Required task ::
Locate every line below that contains the word "green" and copy each such line in full.

** Start Records for this exercise **

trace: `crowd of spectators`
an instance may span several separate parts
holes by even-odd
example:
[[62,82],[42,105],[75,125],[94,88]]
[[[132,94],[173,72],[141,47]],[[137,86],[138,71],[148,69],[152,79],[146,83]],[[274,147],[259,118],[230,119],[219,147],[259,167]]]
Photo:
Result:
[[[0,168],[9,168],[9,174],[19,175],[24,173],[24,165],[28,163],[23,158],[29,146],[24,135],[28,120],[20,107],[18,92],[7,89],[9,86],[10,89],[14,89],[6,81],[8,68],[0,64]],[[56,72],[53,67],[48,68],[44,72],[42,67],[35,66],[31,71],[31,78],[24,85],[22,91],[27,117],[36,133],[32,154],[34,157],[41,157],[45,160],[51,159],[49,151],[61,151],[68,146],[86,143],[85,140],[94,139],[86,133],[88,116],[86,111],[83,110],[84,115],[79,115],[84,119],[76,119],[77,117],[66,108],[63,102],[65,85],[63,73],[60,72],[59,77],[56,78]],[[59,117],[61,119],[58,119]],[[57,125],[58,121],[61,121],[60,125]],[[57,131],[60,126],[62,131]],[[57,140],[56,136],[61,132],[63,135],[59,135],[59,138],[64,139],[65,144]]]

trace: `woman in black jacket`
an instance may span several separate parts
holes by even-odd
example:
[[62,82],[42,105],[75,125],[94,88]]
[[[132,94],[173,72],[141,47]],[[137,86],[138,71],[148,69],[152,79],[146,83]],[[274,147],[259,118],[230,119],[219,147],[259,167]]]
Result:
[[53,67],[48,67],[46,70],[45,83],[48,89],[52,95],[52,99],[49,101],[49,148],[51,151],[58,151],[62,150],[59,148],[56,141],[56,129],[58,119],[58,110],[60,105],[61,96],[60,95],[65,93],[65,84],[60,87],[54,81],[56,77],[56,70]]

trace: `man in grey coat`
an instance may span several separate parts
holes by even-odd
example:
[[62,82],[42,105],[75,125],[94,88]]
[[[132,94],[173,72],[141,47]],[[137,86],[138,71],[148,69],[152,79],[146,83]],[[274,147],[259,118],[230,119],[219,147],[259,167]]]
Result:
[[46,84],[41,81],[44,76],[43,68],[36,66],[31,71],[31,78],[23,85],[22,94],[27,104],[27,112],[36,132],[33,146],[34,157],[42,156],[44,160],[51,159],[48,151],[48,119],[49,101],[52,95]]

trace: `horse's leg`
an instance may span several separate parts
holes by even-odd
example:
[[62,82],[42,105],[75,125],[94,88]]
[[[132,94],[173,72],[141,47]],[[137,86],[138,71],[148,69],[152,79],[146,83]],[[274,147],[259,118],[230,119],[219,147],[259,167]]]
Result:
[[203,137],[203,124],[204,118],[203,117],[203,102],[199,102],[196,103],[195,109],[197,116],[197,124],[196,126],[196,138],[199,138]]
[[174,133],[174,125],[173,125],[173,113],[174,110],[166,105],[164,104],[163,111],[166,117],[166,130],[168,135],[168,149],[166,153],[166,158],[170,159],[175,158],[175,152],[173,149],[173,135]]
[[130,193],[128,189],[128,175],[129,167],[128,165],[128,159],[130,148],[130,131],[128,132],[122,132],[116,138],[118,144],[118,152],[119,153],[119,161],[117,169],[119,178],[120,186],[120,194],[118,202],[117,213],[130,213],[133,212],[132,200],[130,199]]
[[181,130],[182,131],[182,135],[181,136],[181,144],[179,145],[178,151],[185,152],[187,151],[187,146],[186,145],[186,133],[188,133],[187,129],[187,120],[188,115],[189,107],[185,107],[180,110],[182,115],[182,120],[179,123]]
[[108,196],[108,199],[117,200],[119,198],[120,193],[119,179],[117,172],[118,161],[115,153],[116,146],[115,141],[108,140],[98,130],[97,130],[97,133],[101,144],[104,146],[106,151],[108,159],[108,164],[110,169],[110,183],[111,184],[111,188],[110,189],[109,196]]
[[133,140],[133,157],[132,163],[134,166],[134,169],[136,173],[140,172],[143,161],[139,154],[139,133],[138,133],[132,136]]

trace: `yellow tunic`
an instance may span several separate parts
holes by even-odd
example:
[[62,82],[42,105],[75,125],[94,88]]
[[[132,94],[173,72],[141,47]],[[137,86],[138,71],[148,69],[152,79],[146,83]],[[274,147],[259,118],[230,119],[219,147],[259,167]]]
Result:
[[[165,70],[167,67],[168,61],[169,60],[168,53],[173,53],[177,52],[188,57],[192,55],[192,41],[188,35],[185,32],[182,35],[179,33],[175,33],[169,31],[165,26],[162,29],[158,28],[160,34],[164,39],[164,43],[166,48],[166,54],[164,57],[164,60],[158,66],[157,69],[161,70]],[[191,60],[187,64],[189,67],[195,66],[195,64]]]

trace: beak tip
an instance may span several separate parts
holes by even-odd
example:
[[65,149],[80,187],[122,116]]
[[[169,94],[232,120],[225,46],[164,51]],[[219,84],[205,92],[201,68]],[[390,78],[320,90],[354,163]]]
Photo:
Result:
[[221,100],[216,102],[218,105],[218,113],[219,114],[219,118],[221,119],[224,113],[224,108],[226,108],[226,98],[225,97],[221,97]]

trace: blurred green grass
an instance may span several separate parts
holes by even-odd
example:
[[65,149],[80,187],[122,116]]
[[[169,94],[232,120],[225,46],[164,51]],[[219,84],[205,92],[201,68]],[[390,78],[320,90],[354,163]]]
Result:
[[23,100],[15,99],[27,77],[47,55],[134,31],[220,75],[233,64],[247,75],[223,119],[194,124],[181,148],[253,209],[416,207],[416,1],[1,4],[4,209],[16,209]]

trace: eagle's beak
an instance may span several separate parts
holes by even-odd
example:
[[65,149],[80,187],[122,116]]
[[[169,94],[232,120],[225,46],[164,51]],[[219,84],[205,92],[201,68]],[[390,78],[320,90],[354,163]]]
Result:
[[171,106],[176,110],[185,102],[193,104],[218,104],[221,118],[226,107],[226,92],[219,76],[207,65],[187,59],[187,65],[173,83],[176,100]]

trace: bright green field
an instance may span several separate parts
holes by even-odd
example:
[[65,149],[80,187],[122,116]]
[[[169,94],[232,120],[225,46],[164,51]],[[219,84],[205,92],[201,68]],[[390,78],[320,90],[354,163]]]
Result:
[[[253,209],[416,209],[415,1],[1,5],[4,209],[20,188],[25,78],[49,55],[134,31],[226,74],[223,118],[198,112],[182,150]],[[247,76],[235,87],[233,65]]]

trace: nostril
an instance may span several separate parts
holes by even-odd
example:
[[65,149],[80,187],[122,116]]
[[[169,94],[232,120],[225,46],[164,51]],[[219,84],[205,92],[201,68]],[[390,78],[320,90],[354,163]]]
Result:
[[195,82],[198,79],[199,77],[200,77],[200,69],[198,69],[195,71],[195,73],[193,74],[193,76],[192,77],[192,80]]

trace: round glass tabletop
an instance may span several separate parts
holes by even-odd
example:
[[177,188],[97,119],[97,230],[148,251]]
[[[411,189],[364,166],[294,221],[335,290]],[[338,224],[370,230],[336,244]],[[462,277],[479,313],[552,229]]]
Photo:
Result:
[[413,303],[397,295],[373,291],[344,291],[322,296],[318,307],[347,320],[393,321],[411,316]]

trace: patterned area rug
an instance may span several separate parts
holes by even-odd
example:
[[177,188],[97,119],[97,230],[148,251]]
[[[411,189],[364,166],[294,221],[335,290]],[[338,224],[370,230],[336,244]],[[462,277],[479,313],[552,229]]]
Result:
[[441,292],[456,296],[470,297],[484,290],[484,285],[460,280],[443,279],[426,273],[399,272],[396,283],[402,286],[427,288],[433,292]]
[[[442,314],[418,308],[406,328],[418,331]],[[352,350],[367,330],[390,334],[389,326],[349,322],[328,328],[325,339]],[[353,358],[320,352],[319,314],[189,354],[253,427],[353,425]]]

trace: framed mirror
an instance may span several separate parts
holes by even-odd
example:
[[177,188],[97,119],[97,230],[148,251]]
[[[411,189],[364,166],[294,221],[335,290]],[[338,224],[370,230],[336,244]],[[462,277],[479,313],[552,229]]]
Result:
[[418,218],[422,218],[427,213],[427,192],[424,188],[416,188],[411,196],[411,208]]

** End Records for this exercise **

Final answer ::
trace: blurred green grass
trace: bright green field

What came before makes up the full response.